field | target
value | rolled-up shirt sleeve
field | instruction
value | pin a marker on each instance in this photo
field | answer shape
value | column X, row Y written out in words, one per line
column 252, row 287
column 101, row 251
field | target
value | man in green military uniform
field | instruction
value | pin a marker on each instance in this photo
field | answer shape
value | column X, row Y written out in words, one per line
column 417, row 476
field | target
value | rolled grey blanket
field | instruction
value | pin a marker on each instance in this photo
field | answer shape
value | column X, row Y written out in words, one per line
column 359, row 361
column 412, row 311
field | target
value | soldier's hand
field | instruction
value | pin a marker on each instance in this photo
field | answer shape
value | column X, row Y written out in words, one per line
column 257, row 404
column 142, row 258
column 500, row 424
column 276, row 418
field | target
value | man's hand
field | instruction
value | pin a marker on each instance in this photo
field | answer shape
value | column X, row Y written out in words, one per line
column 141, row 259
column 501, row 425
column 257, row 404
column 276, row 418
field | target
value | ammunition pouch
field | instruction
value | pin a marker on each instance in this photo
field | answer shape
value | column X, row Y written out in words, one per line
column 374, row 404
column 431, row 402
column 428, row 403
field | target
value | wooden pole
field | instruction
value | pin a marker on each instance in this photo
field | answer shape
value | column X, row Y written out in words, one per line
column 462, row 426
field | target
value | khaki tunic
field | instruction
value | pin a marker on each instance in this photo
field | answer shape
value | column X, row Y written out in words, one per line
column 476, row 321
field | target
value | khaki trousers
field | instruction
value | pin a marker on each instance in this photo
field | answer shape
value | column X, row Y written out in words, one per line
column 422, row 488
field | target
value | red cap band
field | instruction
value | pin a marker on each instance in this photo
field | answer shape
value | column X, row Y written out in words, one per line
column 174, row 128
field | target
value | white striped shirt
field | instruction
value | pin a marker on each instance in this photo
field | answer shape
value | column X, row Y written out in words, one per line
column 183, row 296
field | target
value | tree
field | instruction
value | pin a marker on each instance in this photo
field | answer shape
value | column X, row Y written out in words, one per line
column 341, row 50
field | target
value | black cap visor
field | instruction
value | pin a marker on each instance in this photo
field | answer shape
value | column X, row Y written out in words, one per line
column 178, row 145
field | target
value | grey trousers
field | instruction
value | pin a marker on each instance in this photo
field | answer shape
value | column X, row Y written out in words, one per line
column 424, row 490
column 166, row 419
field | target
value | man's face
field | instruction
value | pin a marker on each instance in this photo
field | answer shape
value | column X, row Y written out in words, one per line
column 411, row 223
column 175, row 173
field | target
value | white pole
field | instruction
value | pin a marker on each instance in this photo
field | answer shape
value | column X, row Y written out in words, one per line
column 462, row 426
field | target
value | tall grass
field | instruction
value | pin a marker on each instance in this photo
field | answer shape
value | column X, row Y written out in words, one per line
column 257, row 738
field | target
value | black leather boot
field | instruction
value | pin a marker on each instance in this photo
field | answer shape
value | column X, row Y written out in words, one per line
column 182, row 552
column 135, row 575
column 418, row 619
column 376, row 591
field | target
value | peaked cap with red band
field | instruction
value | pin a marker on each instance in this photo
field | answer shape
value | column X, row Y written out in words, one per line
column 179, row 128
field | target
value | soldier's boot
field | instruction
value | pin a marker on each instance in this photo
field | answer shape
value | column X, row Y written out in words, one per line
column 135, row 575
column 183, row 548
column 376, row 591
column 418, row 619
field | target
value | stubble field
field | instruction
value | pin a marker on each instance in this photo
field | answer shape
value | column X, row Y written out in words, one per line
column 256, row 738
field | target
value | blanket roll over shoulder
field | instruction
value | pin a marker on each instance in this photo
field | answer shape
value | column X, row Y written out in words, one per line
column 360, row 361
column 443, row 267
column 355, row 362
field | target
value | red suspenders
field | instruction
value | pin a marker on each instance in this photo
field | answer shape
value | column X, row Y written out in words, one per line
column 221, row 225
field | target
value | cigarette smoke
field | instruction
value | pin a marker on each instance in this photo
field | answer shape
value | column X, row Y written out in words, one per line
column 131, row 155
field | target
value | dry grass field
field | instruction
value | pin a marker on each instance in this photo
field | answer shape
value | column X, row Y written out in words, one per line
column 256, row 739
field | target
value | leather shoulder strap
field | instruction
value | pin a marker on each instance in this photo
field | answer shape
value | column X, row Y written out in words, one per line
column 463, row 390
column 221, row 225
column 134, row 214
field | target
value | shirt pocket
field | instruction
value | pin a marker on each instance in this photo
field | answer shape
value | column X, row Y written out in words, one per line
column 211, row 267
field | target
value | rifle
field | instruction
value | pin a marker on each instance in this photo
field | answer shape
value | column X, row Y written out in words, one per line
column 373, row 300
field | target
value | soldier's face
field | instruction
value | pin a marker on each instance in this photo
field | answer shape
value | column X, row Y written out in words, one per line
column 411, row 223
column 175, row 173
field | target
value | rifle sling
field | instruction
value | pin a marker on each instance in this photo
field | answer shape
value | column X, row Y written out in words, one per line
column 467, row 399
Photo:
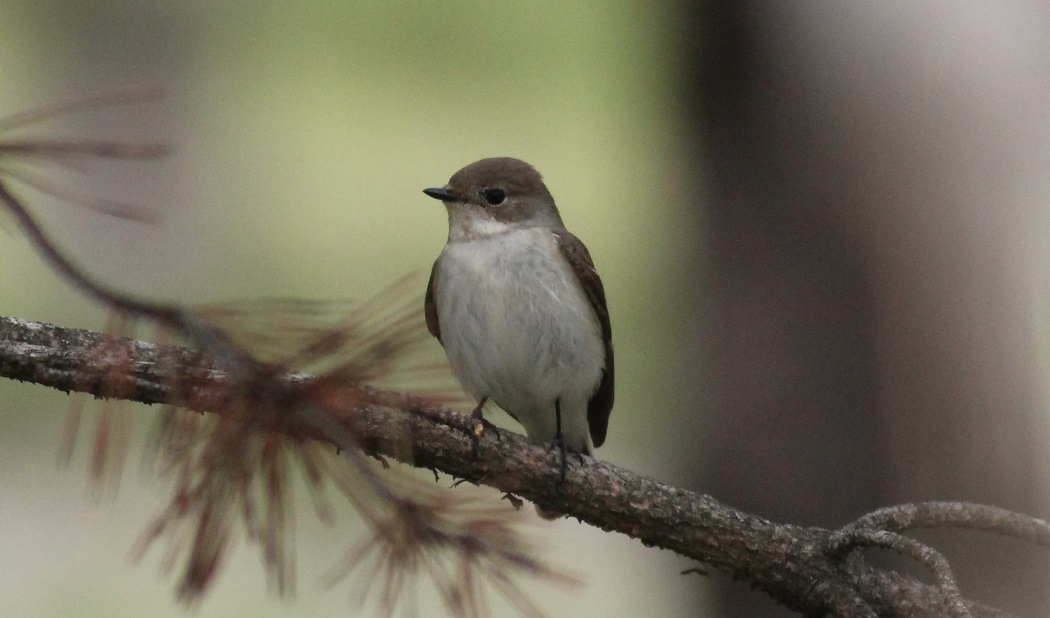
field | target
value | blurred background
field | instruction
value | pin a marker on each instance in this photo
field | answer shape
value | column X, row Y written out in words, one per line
column 821, row 227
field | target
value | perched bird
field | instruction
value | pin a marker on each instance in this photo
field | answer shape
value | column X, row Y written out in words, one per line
column 519, row 307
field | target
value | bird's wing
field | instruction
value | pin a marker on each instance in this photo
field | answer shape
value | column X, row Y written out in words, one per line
column 600, row 405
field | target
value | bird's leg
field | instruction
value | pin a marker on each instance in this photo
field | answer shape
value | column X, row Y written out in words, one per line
column 479, row 426
column 559, row 438
column 559, row 441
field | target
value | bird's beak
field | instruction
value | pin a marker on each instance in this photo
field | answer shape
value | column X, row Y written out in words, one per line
column 443, row 194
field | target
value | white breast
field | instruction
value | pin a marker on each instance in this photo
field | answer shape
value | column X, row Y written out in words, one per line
column 518, row 328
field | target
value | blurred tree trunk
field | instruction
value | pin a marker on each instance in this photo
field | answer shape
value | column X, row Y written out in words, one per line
column 876, row 220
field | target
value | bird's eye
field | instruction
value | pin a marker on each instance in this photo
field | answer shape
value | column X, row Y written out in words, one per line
column 494, row 196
____________
Leave the pictures out, and print every line of the listing exactly as written.

» Problem solution:
field | target
value | rolled-up shirt sleeve
field | instruction
value | pin a marker on each instance in this photo
field | answer shape
value | column X, row Y written out in words, one per line
column 252, row 287
column 101, row 251
field | target
value | man in green military uniform
field | instruction
value | pin a marker on each instance in this photo
field | answer shape
value | column X, row Y written out in words, one per line
column 417, row 476
field | target
value | rolled grey blanket
field | instruction
value | pin a marker on each instance in this photo
field | answer shape
value | column X, row Y written out in words, one per line
column 359, row 361
column 412, row 311
field | target
value | soldier's hand
field | instruction
value | pin a marker on each instance in this photo
field | answer shape
value | column X, row Y written out in words, one per line
column 257, row 404
column 142, row 258
column 500, row 424
column 276, row 418
field | target
value | man's hand
field | instruction
value | pin a marker on each instance in this photo
field | answer shape
value | column X, row Y written out in words, one per line
column 141, row 259
column 501, row 425
column 257, row 404
column 276, row 418
field | target
value | ammunition pouch
field | instruction
value | pin a marker on each instance in this photo
field | answer shape
value | column X, row Y written out in words, one per line
column 374, row 404
column 431, row 402
column 428, row 403
field | target
value | wooden pole
field | instruction
value | pin a marker on each instance in this photo
field | answer shape
value | column X, row Y written out in words, one per line
column 462, row 426
field | target
value | khaki tunic
field | instruction
value | pin a marker on each instance in this photo
field | answer shape
value | column X, row Y written out in words, one per line
column 476, row 321
field | target
value | khaki trousers
field | instruction
value | pin a marker on each instance in this photo
field | answer shape
value | column X, row Y written out in words, one per line
column 422, row 488
field | target
value | red cap band
field | instruction
value | pin a marker on each instance in this photo
field | answer shape
value | column X, row Y written out in words, one per line
column 174, row 128
field | target
value | white striped shirt
field | instruction
value | pin a marker on each instance in this photo
field | answer shape
value | column X, row Y written out in words, one per line
column 183, row 296
field | target
value | tree
field | instruction
value | pin a marker on each instance in this photo
field | answer shape
value | column X, row Y written out in words, one per line
column 341, row 50
field | target
value | black cap visor
field | instruction
value | pin a marker on each instance in this photo
field | answer shape
value | column X, row Y written out in words, one per line
column 178, row 145
field | target
value | grey trousers
field | instruction
value | pin a marker on each instance in this photo
field | answer shape
value | column X, row Y written out in words, one per line
column 424, row 490
column 166, row 419
field | target
value | man's face
field | instruction
value | pin a marker on each instance in this photo
field | answer shape
value | column X, row Y written out in words, one per line
column 411, row 223
column 175, row 173
field | target
value | white pole
field | instruction
value | pin a marker on each instance in this photo
field | answer shape
value | column X, row Y written out in words, one per line
column 462, row 426
field | target
value | tall grass
field | instruction
value | pin a marker on each instance in this photo
field | answer shape
value | column X, row Y written out in words, one per line
column 257, row 738
field | target
value | black leather boot
field | instruction
value | pin a marker on each instance in this photo
field | answer shape
value | column X, row Y written out in words, one per line
column 182, row 552
column 135, row 575
column 418, row 619
column 376, row 591
field | target
value | peaked cap with red band
field | instruction
value | pin a marker on each instance in this photo
field | answer shape
value | column X, row Y written out in words, one per line
column 179, row 128
field | target
value | soldier's boot
field | instruction
value | pin a marker on each instance in this photo
field | answer shape
value | column X, row Y written out in words, one per line
column 135, row 575
column 183, row 548
column 376, row 591
column 418, row 619
field | target
value | stubble field
field | instruction
value | pin a marker on each instance in this photo
field | answer shape
value | column X, row Y written out in words, one per line
column 256, row 738
field | target
value | blanket roll over shoulder
field | instruction
value | pin a marker on each instance in this photo
field | answer shape
value | column X, row Y written out in words, one per line
column 360, row 361
column 443, row 267
column 355, row 362
field | target
value | red suspenders
field | instruction
value | pin a marker on each instance in this photo
field | answer shape
value | column X, row Y written out in words, one per line
column 221, row 225
field | target
value | cigarette smoke
field | instruction
value | pin a marker on each instance in this photo
field | answer shape
value | column X, row Y written out in words, one per line
column 131, row 155
field | target
value | dry grass field
field | instruction
value | pin a marker on each instance in this photo
field | answer shape
value | column X, row Y written out in words, one per line
column 256, row 739
field | target
value | leather shoulder strap
field | instruction
value | pin a marker on each instance in this photo
field | answer shape
value | column X, row Y written out in words, one per line
column 463, row 390
column 221, row 225
column 134, row 214
field | target
value | shirt pocket
field | instruction
value | pin a marker on each instance in this photo
field | answer shape
value | column X, row Y written out in words, one per line
column 211, row 267
field | target
value | rifle
field | instruction
value | pin a marker on each instance in this photo
field | answer shape
value | column X, row Y written out in words, one per line
column 373, row 300
field | target
value | soldier's face
field | instruction
value | pin a marker on each instance in this photo
field | answer shape
value | column X, row Y written out in words, one per line
column 411, row 223
column 175, row 173
field | target
value | rifle sling
field | instruction
value | pin a marker on each instance in this photo
field | answer shape
value | column X, row Y written out in words, one per line
column 467, row 399
Photo:
field | target
value | blurred background
field | instruction
value | pin a marker on each instance in this photo
field | answer shape
value | column X, row Y written out in words, one per line
column 821, row 227
field | target
value | perched bird
field | instruction
value | pin a marker on each instance in this photo
field | answer shape
value | column X, row Y written out in words, one per line
column 519, row 307
field | target
value | bird's wing
field | instruction
value | pin a marker on each instance in this photo
field | answer shape
value | column X, row Y written out in words, one per line
column 600, row 405
field | target
value | bird's leg
field | instruction
value | pin a marker on each instance in this photo
field | answer shape
value | column X, row Y written out in words, one per line
column 479, row 426
column 559, row 438
column 559, row 441
field | target
value | bird's beak
field | instruction
value | pin a marker on each instance in this photo
field | answer shape
value | column X, row Y written out in words, one per line
column 443, row 194
field | target
value | white breast
field | instruction
value | pin a marker on each instance in this photo
field | answer shape
value | column X, row Y written out in words, one per line
column 518, row 328
field | target
value | blurred tree trunk
field | instruction
value | pin a marker on each instance in this photo
field | answer shape
value | column X, row Y written out in words, one per line
column 876, row 220
field | target
value | bird's eye
field | instruction
value | pin a marker on each instance in this photo
field | answer shape
value | column X, row Y written out in words, one per line
column 494, row 196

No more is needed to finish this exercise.